**Supplied text:**
════

Before coronavirus sent students at Our Lady of the Sacred Heart Catholic Primary School Randwick home to learn remotely, they rallied for a day to support a school hours from their own that was devastated by the bushfires that swept NSW this summer.
The school held a day of fundraising activities that spanned all areas of the curriculum and raised close to $20,000 for St Mary’s Primary School Moruya, on the NSW south coast, and wildlife rescue organisation WIRES.
Year 3 teacher Melissa Curry, one of the event’s coordinators, knew of the community after living in nearby Mollymook as a teenager and visiting Moruya to play basketball. She said the principal of St Mary’s was overwhelmed by the offer of help at a tough time.
“Her school had also been evacuated in week three of the term because of the torrential rain. It had been flooded,” Ms Curry said.
“Last year we had a fundraiser through our parish to help build a bridge in Zambia, and I think we’ve kept that sentiment going. We’re building bridges with another community, and it is another community that the children could meet and holiday with.
“We’re going to become pen pals and forge a bond with St Mary’s that will last a lifetime, hopefully.”
Kindergarten student Elijah Frangi followed the footsteps of his older brother who has started his own charity and contributed $750 to the total raised through a walk-a-thon, read-a-thon and stalls during the March fundraiser. He said his family contributed the money “so they can continue their learning”.

════

**Input data:**
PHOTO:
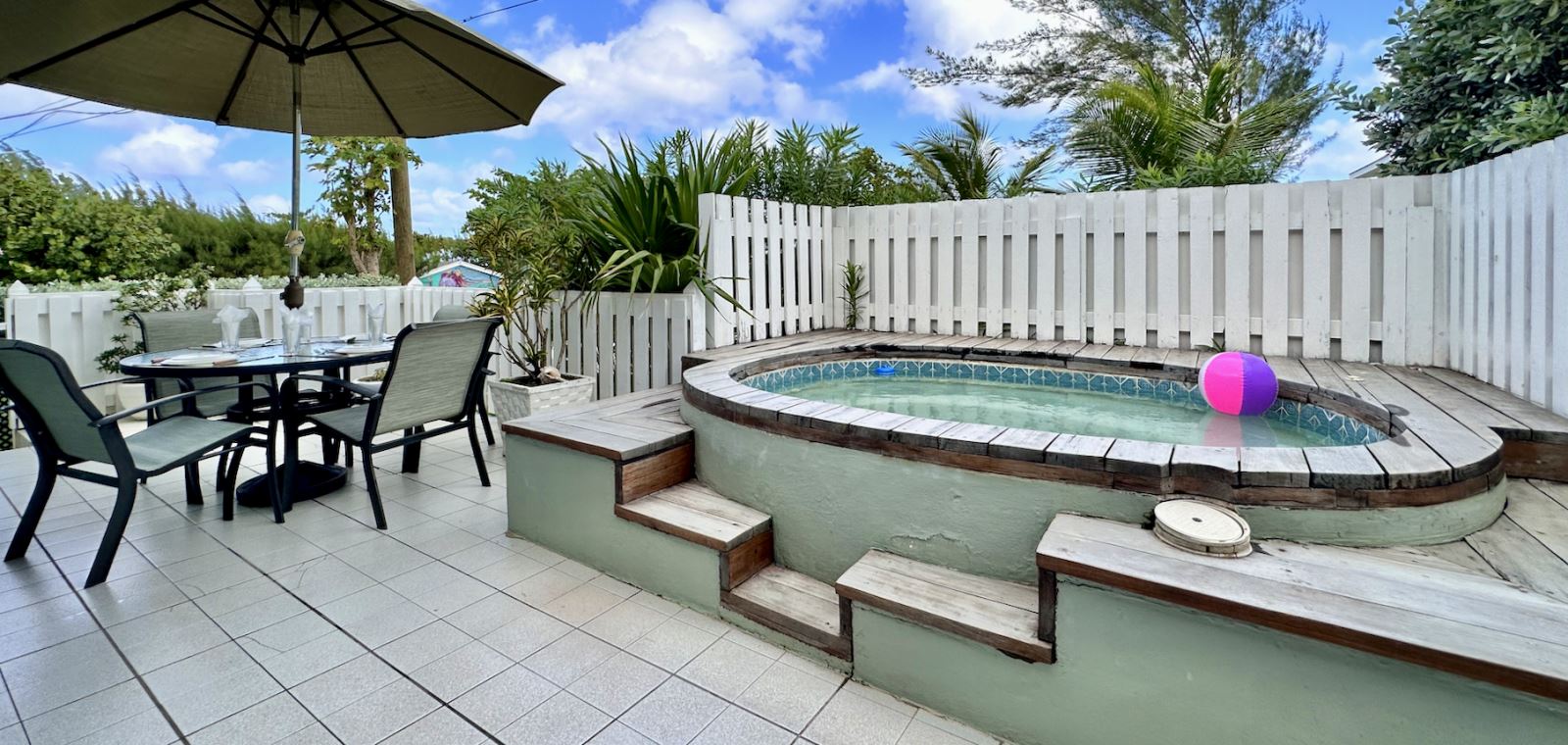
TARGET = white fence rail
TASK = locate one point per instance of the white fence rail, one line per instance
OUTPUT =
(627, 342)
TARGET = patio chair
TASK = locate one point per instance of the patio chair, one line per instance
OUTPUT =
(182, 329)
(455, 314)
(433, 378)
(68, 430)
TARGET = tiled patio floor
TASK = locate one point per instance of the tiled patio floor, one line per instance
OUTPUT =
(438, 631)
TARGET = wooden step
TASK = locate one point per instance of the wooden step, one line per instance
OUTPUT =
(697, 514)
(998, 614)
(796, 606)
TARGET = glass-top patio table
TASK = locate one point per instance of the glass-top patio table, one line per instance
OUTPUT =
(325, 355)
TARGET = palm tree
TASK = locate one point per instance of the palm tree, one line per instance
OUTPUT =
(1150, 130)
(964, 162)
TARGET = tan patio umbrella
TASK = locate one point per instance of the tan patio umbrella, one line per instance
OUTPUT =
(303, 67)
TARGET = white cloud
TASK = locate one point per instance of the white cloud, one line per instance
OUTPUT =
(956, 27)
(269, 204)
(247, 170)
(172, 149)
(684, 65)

════

**What needs to be done:** Rewrite the passage of the bushfire fundraiser article starting at "Year 3 teacher" and ending at "a tough time.", replacing "teenager" with "child".

**Solution to the problem:**
Year 3 teacher Melissa Curry, one of the event’s coordinators, knew of the community after living in nearby Mollymook as a child and visiting Moruya to play basketball. She said the principal of St Mary’s was overwhelmed by the offer of help at a tough time.